▸ REQUIRED WORK
Copy the data precisely, keeping every character.

--- BEGIN ---

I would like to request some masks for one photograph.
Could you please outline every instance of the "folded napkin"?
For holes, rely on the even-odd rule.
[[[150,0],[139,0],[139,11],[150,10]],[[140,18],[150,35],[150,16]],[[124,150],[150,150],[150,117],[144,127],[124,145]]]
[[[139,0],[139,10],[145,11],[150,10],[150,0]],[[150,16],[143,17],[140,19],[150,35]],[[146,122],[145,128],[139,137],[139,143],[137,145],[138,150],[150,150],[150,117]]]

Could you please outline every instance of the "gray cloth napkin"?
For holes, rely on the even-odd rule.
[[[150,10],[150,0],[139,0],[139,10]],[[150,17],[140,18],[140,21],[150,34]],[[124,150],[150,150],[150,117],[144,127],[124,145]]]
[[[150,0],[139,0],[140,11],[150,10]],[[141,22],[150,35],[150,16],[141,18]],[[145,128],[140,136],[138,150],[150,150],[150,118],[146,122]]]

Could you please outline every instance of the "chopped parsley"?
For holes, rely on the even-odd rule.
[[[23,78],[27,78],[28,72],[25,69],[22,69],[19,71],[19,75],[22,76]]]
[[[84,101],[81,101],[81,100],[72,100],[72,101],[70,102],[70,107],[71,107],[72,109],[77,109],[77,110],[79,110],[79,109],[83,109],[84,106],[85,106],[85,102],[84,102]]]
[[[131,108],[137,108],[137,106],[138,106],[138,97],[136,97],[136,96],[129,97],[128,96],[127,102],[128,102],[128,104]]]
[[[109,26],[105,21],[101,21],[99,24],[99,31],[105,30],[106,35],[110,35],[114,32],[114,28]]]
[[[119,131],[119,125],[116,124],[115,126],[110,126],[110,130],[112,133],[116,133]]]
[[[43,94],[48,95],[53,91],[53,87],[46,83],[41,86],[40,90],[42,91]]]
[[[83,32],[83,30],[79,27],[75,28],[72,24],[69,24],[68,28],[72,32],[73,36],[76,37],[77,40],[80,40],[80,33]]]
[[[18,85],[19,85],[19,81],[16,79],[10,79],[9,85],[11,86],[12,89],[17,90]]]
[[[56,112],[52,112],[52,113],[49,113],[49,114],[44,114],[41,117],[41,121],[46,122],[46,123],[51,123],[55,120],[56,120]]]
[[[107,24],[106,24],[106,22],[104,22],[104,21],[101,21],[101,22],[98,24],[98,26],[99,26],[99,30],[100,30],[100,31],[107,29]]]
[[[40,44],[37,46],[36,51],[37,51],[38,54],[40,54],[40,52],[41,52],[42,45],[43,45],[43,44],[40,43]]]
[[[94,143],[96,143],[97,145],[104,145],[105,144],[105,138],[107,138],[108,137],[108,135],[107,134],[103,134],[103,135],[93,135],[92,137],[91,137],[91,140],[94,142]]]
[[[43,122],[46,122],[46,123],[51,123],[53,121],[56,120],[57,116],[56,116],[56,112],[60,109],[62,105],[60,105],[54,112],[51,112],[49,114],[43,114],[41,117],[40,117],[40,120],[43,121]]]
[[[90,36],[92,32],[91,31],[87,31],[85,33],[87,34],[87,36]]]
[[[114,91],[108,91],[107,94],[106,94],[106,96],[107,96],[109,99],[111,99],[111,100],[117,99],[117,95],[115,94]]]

--- END ---

▸ EXERCISE SOLUTION
I would like to request some masks for one photograph.
Could you please outline every instance of the "folded napkin"?
For holes, rely on the even-odd rule.
[[[150,0],[139,0],[139,11],[150,10]],[[140,18],[150,35],[150,16]],[[124,150],[150,150],[150,117],[144,127],[124,145]]]
[[[139,0],[139,10],[145,11],[150,10],[150,0]],[[150,16],[143,17],[140,19],[150,35]],[[146,122],[145,128],[139,137],[139,143],[137,145],[138,150],[150,150],[150,117]]]

Could you please outline every instance of the "gray cloth napkin"?
For holes, rely on the even-odd rule.
[[[150,10],[150,0],[139,0],[139,10]],[[150,17],[140,18],[140,21],[150,34]],[[124,150],[150,150],[150,117],[144,127],[124,145]]]
[[[150,0],[139,0],[140,11],[150,10]],[[141,22],[150,35],[150,16],[141,18]],[[145,128],[140,136],[138,150],[150,150],[150,118],[146,122]]]

Could you please outline every instance of the "chopped parsley"?
For holes, rely on the even-odd rule.
[[[23,78],[27,78],[28,72],[25,69],[22,69],[19,71],[19,75],[22,76]]]
[[[84,101],[81,101],[81,100],[72,100],[72,101],[70,102],[70,107],[71,107],[72,109],[77,109],[77,110],[79,110],[79,109],[83,109],[84,106],[85,106],[85,102],[84,102]]]
[[[131,108],[137,108],[137,106],[138,106],[138,97],[136,97],[136,96],[129,97],[128,96],[127,102],[128,102],[128,104]]]
[[[109,26],[105,21],[101,21],[99,24],[99,31],[105,30],[106,35],[110,35],[114,32],[114,28]]]
[[[119,131],[119,125],[116,124],[115,126],[110,126],[110,130],[112,133],[116,133]]]
[[[43,94],[48,95],[53,91],[53,87],[46,83],[41,86],[40,90],[42,91]]]
[[[83,32],[83,30],[79,27],[75,28],[72,24],[69,24],[68,28],[72,32],[73,36],[76,37],[77,40],[80,40],[80,33]]]
[[[18,85],[19,85],[19,81],[16,79],[10,79],[9,85],[11,86],[12,89],[17,90]]]
[[[56,112],[52,112],[52,113],[49,113],[49,114],[44,114],[41,117],[41,121],[46,122],[46,123],[51,123],[55,120],[56,120]]]
[[[107,24],[106,24],[106,22],[104,22],[104,21],[101,21],[101,22],[98,24],[98,26],[99,26],[99,30],[100,30],[100,31],[107,29]]]
[[[40,44],[37,46],[36,51],[37,51],[38,54],[40,54],[40,52],[41,52],[42,45],[43,45],[43,44],[40,43]]]
[[[94,143],[96,143],[97,145],[104,145],[105,144],[105,138],[107,138],[108,137],[108,135],[107,134],[103,134],[103,135],[93,135],[92,137],[91,137],[91,140],[94,142]]]
[[[43,122],[46,122],[46,123],[51,123],[53,121],[56,120],[57,116],[56,116],[56,112],[60,109],[62,105],[60,105],[54,112],[51,112],[49,114],[43,114],[41,117],[40,117],[40,120],[43,121]]]
[[[90,36],[92,32],[91,31],[87,31],[85,33],[87,34],[87,36]]]
[[[114,91],[108,91],[107,94],[106,94],[106,96],[107,96],[109,99],[111,99],[111,100],[117,99],[117,95],[115,94]]]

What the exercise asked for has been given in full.